(DATA EXCERPTS begins)
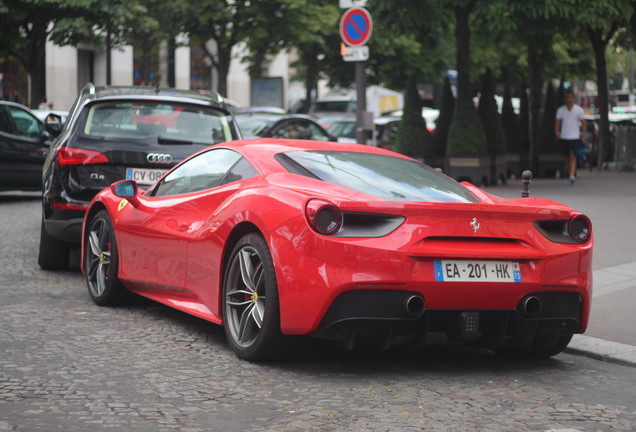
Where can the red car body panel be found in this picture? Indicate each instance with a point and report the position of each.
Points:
(172, 250)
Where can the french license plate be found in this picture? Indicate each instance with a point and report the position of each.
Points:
(477, 271)
(144, 176)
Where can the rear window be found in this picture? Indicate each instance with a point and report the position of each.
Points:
(165, 122)
(386, 177)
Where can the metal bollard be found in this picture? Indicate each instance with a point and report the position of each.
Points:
(526, 177)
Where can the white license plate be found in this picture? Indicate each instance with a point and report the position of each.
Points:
(477, 271)
(144, 176)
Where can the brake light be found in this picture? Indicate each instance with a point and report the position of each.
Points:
(580, 228)
(323, 217)
(73, 156)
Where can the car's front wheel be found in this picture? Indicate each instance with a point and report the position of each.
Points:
(102, 261)
(250, 304)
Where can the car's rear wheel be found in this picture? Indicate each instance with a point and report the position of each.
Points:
(53, 253)
(251, 309)
(102, 261)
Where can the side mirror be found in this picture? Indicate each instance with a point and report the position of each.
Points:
(127, 189)
(53, 124)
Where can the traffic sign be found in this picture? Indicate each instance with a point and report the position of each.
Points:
(356, 53)
(356, 26)
(346, 4)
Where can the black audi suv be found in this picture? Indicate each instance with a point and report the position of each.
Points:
(115, 133)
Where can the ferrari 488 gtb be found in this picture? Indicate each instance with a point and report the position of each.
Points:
(350, 243)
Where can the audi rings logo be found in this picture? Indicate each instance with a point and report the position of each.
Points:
(162, 158)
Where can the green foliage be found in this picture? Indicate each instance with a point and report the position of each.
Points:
(443, 122)
(510, 123)
(547, 138)
(466, 134)
(524, 121)
(489, 115)
(412, 137)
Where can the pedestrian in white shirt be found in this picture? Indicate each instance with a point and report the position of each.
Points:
(567, 131)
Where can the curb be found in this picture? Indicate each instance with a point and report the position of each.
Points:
(601, 349)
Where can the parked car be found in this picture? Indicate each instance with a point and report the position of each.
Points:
(349, 243)
(24, 143)
(385, 130)
(43, 114)
(296, 126)
(115, 133)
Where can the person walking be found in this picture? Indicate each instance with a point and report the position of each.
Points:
(567, 131)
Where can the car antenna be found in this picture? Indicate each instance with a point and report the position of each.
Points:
(527, 177)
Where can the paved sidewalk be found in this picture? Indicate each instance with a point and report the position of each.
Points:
(609, 200)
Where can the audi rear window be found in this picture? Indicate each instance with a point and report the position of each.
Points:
(382, 176)
(169, 123)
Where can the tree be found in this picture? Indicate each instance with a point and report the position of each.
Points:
(601, 20)
(510, 122)
(227, 23)
(25, 26)
(442, 124)
(489, 116)
(104, 23)
(466, 134)
(548, 137)
(412, 137)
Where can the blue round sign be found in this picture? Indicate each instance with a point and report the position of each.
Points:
(356, 26)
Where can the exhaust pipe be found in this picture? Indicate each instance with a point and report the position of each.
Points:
(414, 305)
(532, 305)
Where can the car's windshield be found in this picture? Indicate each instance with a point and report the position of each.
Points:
(381, 176)
(164, 121)
(335, 105)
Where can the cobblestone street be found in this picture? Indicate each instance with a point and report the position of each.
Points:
(68, 365)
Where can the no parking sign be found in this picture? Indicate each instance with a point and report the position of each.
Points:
(356, 26)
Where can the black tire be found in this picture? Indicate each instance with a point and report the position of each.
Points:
(101, 262)
(251, 311)
(54, 253)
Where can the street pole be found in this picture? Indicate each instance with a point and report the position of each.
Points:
(361, 100)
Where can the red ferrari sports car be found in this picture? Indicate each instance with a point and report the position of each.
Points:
(274, 238)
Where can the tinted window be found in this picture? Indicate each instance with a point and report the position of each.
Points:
(385, 177)
(5, 123)
(209, 169)
(26, 125)
(251, 126)
(165, 122)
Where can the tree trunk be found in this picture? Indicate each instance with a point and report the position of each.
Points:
(108, 56)
(35, 64)
(310, 59)
(535, 72)
(225, 57)
(599, 45)
(462, 35)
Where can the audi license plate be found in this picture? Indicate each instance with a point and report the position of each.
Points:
(144, 176)
(477, 271)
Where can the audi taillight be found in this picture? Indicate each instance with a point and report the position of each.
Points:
(323, 217)
(73, 156)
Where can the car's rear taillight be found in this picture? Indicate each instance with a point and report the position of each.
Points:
(73, 156)
(580, 228)
(323, 217)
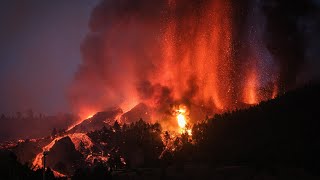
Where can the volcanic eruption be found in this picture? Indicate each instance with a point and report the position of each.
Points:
(167, 53)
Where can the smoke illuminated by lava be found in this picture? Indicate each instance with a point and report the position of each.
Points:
(165, 53)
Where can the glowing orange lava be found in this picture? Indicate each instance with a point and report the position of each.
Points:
(250, 90)
(181, 116)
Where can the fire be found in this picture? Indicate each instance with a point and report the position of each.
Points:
(181, 121)
(90, 116)
(187, 53)
(250, 94)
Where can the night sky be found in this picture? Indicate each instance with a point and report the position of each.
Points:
(40, 52)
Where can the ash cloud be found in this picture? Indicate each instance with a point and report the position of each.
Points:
(123, 60)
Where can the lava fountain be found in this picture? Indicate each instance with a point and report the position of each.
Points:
(164, 53)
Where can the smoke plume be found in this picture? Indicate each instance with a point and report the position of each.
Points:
(205, 54)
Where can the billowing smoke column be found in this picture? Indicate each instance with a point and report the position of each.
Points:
(170, 52)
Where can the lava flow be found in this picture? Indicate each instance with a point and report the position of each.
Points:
(168, 52)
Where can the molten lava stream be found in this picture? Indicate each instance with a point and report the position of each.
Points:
(250, 90)
(182, 122)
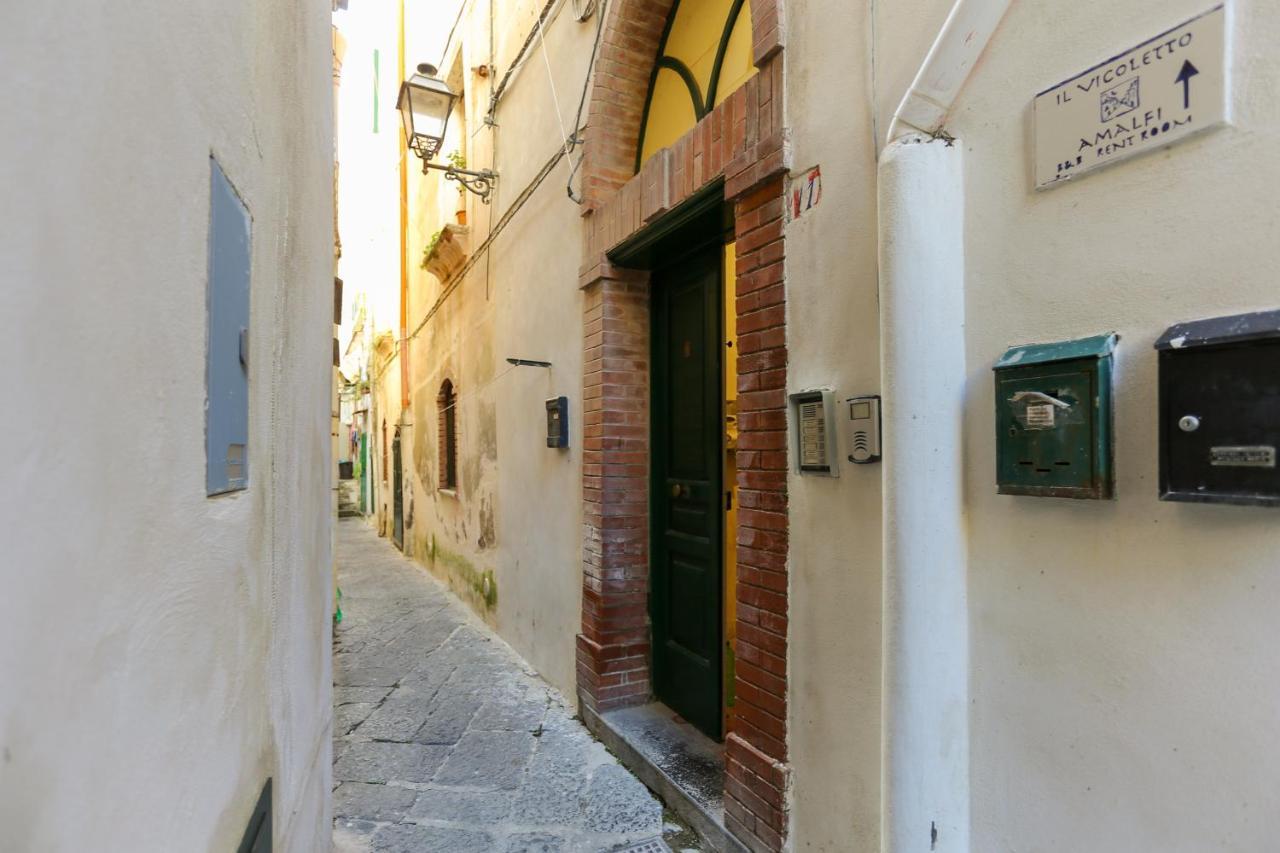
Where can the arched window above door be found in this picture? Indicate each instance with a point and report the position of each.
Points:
(704, 55)
(447, 436)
(DATA EXCERPTS ends)
Every line containing the string "smoke" should be pulled from the listing and copied.

Where can the smoke illuminated by lava be found in this picture? Indicate each instance with a point and report the position of each.
Where can the smoke plume be found in this picture? Indicate each instance with a point and report the position of each.
Where can the billowing smoke column be found in this picture? Indicate each instance with a point and report the position of each.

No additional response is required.